▶ [Goal]: Reproduce the rows verbatim, beginning with the line that contains "For the trial run, indicate each instance of the pointed" and continuing through the line that contains "x=848 y=180". Leave the picture out of your output.

---

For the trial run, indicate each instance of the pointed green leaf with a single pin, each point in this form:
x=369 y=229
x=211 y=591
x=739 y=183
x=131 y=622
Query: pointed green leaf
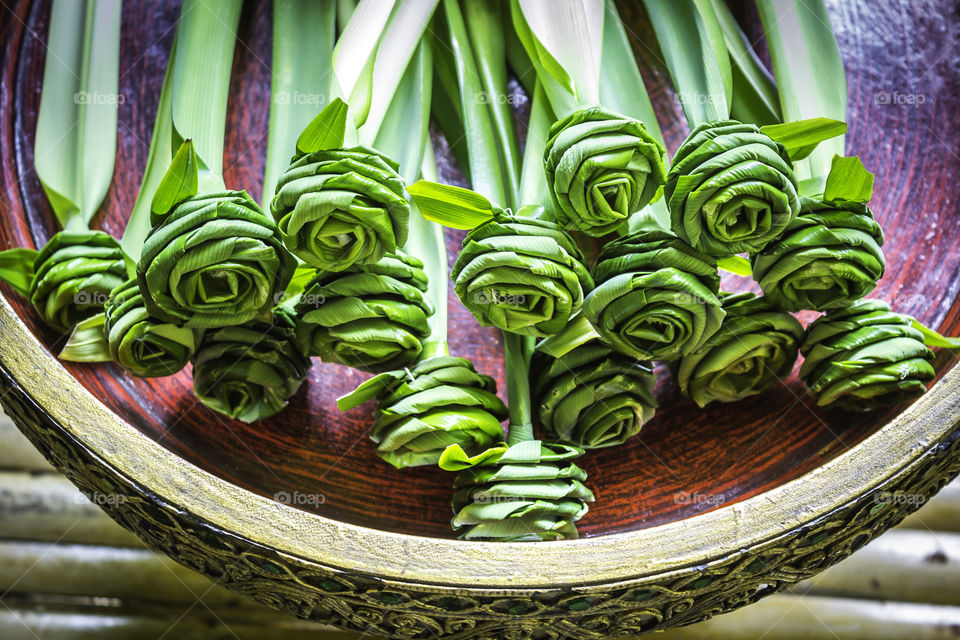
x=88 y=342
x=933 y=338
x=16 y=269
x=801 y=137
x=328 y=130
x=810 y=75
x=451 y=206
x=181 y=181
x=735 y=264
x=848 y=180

---

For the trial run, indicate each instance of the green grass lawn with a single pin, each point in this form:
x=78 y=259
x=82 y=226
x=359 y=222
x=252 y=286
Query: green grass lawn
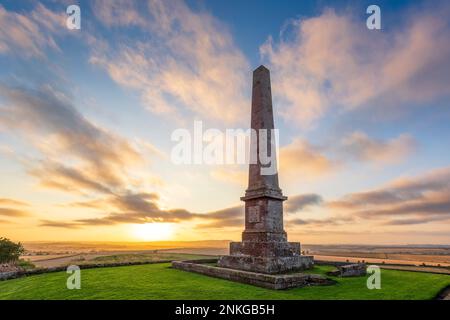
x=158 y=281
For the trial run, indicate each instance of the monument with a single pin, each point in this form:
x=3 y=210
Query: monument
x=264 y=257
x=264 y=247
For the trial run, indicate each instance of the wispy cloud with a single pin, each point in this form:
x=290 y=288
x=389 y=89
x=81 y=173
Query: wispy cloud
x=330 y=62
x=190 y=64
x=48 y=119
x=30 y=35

---

▶ [Exercise response]:
For the trial run, indicate each instance of the pointed green leaf with a single pin, each point in this form:
x=369 y=229
x=211 y=591
x=739 y=183
x=131 y=622
Query: pointed green leaf
x=88 y=342
x=933 y=338
x=16 y=269
x=801 y=137
x=328 y=130
x=810 y=75
x=451 y=206
x=181 y=181
x=735 y=264
x=848 y=180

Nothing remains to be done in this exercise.